======== Material supplied ========
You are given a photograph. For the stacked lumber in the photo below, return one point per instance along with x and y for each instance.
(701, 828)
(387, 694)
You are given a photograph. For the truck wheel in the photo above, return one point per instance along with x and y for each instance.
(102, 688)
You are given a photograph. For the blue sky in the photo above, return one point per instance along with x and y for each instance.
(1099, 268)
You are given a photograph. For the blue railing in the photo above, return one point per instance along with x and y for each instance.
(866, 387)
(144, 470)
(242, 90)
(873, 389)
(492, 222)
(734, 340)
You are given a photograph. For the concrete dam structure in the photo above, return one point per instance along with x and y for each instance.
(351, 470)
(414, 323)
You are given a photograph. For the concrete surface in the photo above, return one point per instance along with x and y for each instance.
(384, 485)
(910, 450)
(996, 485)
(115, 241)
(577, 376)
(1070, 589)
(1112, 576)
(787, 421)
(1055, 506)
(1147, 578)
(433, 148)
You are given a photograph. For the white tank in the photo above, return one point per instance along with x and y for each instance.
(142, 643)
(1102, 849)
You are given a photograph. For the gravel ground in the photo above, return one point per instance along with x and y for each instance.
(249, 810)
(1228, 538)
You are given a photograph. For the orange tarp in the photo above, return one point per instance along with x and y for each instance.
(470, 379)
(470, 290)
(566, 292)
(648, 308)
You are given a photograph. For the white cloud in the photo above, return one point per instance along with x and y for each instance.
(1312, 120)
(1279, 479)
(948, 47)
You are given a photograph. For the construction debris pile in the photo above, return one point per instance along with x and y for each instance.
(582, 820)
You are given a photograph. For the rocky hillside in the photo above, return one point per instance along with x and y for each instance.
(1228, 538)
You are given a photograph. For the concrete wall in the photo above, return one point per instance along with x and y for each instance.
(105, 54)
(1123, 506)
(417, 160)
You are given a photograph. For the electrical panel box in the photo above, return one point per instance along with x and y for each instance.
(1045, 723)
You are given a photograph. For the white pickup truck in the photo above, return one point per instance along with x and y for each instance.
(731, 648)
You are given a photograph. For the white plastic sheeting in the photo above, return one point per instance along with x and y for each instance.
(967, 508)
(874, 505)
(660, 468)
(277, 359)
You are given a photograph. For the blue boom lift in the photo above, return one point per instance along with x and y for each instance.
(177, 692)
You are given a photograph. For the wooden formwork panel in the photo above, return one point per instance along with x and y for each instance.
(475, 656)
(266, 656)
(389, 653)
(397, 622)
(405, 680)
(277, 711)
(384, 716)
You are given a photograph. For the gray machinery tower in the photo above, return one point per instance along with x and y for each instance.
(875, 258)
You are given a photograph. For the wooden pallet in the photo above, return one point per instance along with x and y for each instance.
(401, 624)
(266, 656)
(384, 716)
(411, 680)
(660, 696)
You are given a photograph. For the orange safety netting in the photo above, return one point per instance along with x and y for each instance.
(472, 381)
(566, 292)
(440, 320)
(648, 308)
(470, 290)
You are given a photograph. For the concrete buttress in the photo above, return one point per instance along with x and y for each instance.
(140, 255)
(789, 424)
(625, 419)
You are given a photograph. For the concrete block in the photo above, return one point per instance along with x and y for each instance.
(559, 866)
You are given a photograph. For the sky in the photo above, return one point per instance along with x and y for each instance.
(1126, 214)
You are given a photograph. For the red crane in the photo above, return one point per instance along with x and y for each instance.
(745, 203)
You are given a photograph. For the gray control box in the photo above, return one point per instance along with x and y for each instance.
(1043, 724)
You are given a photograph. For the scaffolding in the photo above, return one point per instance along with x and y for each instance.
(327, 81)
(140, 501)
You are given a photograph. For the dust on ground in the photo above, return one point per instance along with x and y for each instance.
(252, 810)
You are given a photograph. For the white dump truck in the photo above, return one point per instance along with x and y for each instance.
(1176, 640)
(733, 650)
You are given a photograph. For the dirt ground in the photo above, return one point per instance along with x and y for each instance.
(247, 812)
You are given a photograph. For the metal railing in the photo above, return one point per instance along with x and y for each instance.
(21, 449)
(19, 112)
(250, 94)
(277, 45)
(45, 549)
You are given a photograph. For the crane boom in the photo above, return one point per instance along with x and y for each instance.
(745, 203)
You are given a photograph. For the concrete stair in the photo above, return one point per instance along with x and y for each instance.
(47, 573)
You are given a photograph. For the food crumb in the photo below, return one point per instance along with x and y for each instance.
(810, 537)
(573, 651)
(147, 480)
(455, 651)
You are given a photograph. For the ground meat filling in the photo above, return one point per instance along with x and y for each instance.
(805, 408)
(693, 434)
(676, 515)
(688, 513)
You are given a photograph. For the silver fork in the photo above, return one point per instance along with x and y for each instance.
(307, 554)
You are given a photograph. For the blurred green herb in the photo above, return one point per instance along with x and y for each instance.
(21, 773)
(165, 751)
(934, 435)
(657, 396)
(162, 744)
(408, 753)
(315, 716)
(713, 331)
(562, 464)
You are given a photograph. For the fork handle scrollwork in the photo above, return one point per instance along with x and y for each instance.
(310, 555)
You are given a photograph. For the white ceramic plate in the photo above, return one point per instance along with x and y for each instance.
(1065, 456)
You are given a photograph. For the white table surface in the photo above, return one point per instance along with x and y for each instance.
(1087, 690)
========
### Exercise instructions:
Copy out the records from the line with "You are given a photograph. For the concrete stair" up to and including the last line, offsetting every x and y coordinate in the answers by 128 and leaving all other text unchanged.

### Solution to this problem:
You are given a photograph. For the concrete stair in the photo above, return one point per instance along with x and y for each instance.
(175, 701)
You are given a photograph. For the food crumb in the photo below, return one point per instance along with x and y for each instance.
(938, 665)
(701, 779)
(275, 608)
(583, 779)
You are given a photograph. For the ground meat filling in the photo above, return one point per instance along with x and y for each instance.
(933, 536)
(821, 562)
(804, 643)
(816, 641)
You are given a photograph. For the silver fork in the photo above, return one point per instance along with x and y for each instance.
(435, 682)
You are given a photograph. For the blurred green herb in the photo above, return one point per instance along with x and y for each instance.
(149, 901)
(293, 879)
(1062, 563)
(785, 524)
(290, 872)
(536, 881)
(443, 844)
(841, 459)
(690, 592)
You are given a photograph. For the fork handle scrollwork in the photo above, return one point per instance along with x and y for each instance.
(438, 683)
You are given a photograph. For the white ceramic plate in the photo above, return one point per instance along with x and y for each instance.
(1193, 584)
You are given a photograph. For the white table surface in the photo above, return one point per instance along with x and y for each instance.
(1215, 818)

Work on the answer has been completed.